#### [Written task]
Please reproduce every one of the records below word for word, leaving the pictures out of your answer.

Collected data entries
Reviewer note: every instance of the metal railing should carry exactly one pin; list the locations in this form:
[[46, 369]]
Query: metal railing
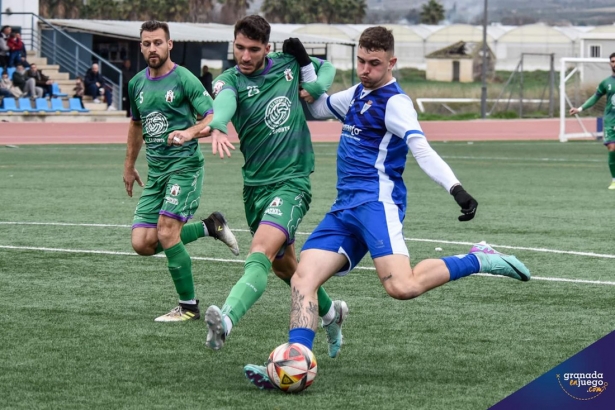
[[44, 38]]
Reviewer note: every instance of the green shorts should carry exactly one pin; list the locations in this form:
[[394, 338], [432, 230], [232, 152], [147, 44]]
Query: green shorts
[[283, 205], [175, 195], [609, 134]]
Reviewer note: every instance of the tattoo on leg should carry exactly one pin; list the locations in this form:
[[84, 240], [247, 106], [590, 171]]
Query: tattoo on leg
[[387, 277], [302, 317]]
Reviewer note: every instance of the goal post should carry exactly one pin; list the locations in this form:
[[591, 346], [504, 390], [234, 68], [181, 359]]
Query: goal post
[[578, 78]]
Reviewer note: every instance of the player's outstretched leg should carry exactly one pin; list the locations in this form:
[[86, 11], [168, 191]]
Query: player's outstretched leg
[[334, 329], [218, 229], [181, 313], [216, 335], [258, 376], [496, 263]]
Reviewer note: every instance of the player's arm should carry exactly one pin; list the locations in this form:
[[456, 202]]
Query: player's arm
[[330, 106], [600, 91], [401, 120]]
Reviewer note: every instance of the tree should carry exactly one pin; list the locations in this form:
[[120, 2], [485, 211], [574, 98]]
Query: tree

#### [Reply to the task]
Reviewer note: every instance of the metal railing should carry exactly one pin; list the locations in this form:
[[46, 369]]
Query: metal railing
[[44, 38]]
Reviewer note: every instance of the green shorts should carry exactly one pin; list the locations in this form:
[[394, 338], [432, 230], [232, 152], [147, 44]]
Query: green shorts
[[283, 205], [175, 195], [609, 134]]
Reviewer note: every instance of the tattoo on leg should carry exactly one pin; list the locations in this form:
[[84, 240], [247, 106], [590, 171]]
Query: tattoo on leg
[[387, 277], [302, 317]]
Reviewer note: every instance of the goal post should carry exactly one pin; list the locations in this form:
[[591, 346], [504, 390], [234, 68], [181, 359]]
Query: goal post
[[578, 78]]
Reviewer note: every instance of the player's outstretched leg should carry exactly one pin; list the locations in this form:
[[86, 11], [168, 191]]
Query: player's outstretched leg
[[334, 329], [218, 229], [181, 313], [216, 335], [258, 376], [496, 263]]
Reviewer note: every instance of the player's arm should carry exactly one pin; list the locations in this form:
[[456, 202]]
Query: player's arm
[[330, 106], [600, 91], [401, 120]]
Reviewer note: every instance of the tree should carry exactly one pin; list the locations in this form:
[[120, 2], [485, 211], [574, 98]]
Query: tree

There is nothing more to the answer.